Set problem 1:
Rewrite the lines of the records from the one containing "The service MUST place one dot on the headlight, one" through the end of the records, inclusive, swapping "one dot" for "one marker" and leaving everything else unchanged.

Extracted text:

-*-*-

0

Both User.ID and Group.ID are Int16 and immutable and I want to generate an optimal HashCode.

This is the equality

    public override bool Equals(Object obj)
    {
        //Check for null and compare run-time types.
        if (obj == null || GetType() != obj.GetType()) return false;
        UserGroup item = (UserGroup)obj;
        return (User.ID == item.User.ID && Group.ID == item.Group.ID);
    }

What would be an optimal GetHashCode. Right now I am using the following but only because I saw it as an example. The primary use of the Object is in a HashSet and that HashSet gets a lot of .Select(x => x.User.ID = y) or .Select(x => x.Group.ID = y).

-*-*-

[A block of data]
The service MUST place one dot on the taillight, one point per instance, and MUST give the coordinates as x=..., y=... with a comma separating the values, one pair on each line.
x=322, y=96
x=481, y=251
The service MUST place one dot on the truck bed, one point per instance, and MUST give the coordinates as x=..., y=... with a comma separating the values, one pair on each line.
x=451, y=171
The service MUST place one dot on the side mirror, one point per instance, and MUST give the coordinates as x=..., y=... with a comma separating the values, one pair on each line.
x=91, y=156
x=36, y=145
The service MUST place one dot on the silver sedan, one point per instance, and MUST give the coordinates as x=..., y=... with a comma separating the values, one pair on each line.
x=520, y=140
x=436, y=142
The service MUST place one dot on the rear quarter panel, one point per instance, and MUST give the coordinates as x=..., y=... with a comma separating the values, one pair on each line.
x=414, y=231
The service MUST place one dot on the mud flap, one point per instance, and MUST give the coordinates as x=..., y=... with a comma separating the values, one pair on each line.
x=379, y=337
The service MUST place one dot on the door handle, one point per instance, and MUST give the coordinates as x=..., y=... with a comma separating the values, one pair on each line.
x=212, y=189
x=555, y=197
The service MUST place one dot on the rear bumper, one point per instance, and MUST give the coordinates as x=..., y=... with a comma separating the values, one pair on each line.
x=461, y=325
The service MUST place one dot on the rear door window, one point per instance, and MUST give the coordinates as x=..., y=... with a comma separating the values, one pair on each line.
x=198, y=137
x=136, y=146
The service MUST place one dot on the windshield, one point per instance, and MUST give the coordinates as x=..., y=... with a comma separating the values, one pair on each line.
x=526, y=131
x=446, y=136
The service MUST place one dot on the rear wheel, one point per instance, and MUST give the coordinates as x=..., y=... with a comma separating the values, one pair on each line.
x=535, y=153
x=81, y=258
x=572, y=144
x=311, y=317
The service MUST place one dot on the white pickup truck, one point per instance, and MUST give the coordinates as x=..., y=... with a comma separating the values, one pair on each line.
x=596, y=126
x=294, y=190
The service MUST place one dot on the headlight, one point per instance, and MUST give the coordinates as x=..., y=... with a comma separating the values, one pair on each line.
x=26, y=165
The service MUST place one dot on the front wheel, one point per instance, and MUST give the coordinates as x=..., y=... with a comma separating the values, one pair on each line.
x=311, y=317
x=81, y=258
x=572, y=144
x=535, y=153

-*-*-

Set problem 2:
In the thread about hash codes, what type are User.ID and Group.ID?

Expected answer 1:
The service MUST place one marker on the headlight, one point per instance, and MUST give the coordinates as x=..., y=... with a comma separating the values, one pair on each line.
x=26, y=165
The service MUST place one marker on the front wheel, one point per instance, and MUST give the coordinates as x=..., y=... with a comma separating the values, one pair on each line.
x=311, y=317
x=81, y=258
x=572, y=144
x=535, y=153

Expected answer 2:
Both are Int16, and both are immutable.